Data for this exercise
####################

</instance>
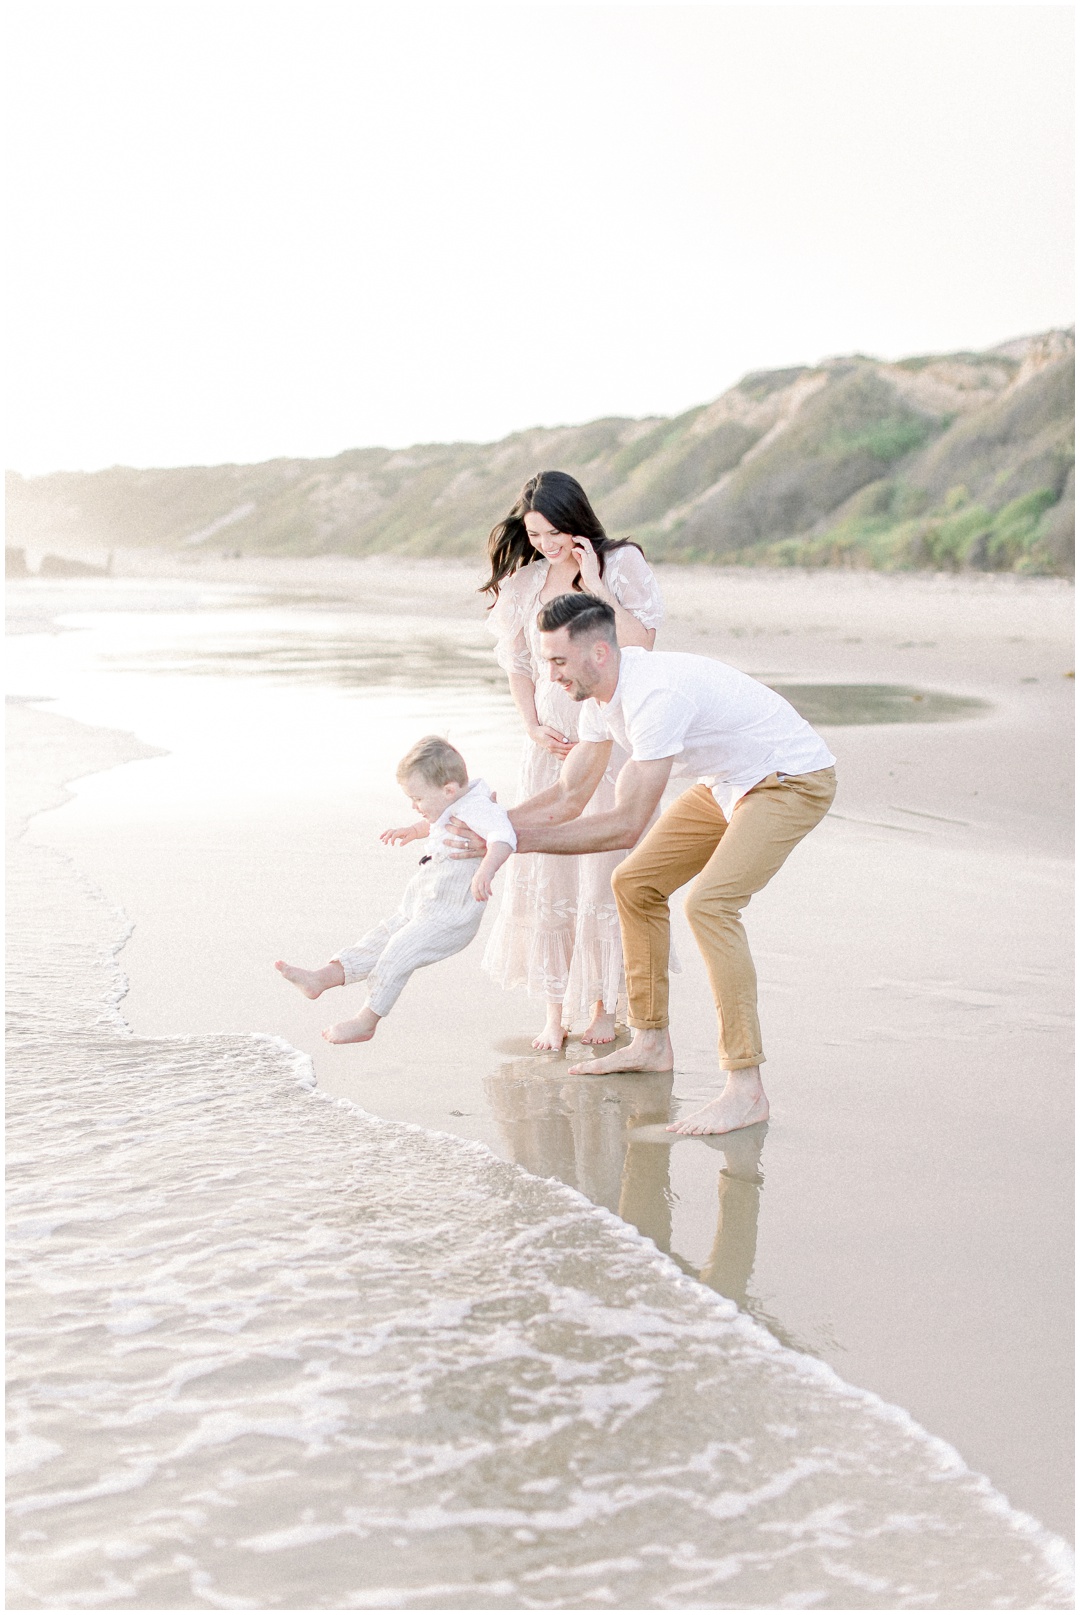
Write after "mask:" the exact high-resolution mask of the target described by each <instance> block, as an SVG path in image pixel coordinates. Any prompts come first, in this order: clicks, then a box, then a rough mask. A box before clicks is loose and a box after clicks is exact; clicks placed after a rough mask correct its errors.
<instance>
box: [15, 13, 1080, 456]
mask: <svg viewBox="0 0 1080 1615" xmlns="http://www.w3.org/2000/svg"><path fill="white" fill-rule="evenodd" d="M6 63H8V65H6V89H5V102H6V113H5V116H6V120H10V134H8V144H10V152H11V153H13V160H11V170H13V173H11V178H10V192H8V203H6V212H8V224H10V244H11V260H13V262H11V270H10V281H8V310H10V333H8V371H10V378H11V397H13V407H11V420H10V428H8V433H6V438H8V441H6V454H5V459H6V464H8V465H10V467H13V468H16V470H21V472H23V473H26V475H34V473H42V472H48V470H61V468H63V470H95V468H100V467H107V465H116V464H123V465H142V467H149V465H192V464H221V462H250V460H266V459H273V457H276V455H302V457H315V455H333V454H337V452H341V451H342V449H347V447H357V446H368V444H386V446H394V447H399V446H405V444H410V443H433V441H462V439H467V441H492V439H497V438H502V436H505V434H507V433H510V431H517V430H521V428H528V426H536V425H560V423H576V422H584V420H592V418H597V417H602V415H634V417H643V415H672V413H678V412H681V410H684V409H689V407H693V405H694V404H701V402H704V401H707V399H712V397H717V396H718V394H720V392H722V391H723V389H725V388H728V386H731V384H733V383H735V381H738V380H739V376H743V375H746V373H747V371H752V370H767V368H778V367H786V365H797V363H814V362H817V360H818V359H822V357H827V355H833V354H848V352H864V354H873V355H880V357H886V359H899V357H904V355H910V354H922V352H940V350H956V349H980V347H990V346H993V344H996V342H1003V341H1006V339H1009V338H1014V336H1020V334H1027V333H1035V331H1041V329H1046V328H1049V326H1062V325H1070V323H1072V318H1074V313H1072V257H1070V252H1072V213H1070V208H1072V166H1070V165H1072V6H1064V5H902V3H901V5H794V6H793V5H767V3H765V5H752V6H744V5H712V3H710V5H678V3H676V5H638V3H633V0H613V3H602V5H592V3H555V0H550V3H541V5H536V3H515V0H500V3H496V5H491V3H489V5H463V3H455V0H441V3H437V5H428V3H421V5H413V3H408V0H396V3H392V5H391V3H378V5H371V3H366V0H295V3H294V0H286V3H283V0H253V3H252V0H213V3H202V0H184V3H174V0H139V3H108V0H15V3H10V5H8V47H6Z"/></svg>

####################

Task item
Whenever a line in the entries above includes the word "instance", pull that line out.

Solution to the exercise
</instance>
Write after "mask:" the exact high-resolution mask of the target described by each <instance> block, as an SVG path in image pixel coordinates. Any prompts come first, in this order: clicks, then a box, then a rough mask. A box before clicks is loose and a box after clicks is exact; clicks placed after a rough mask correct its errors.
<instance>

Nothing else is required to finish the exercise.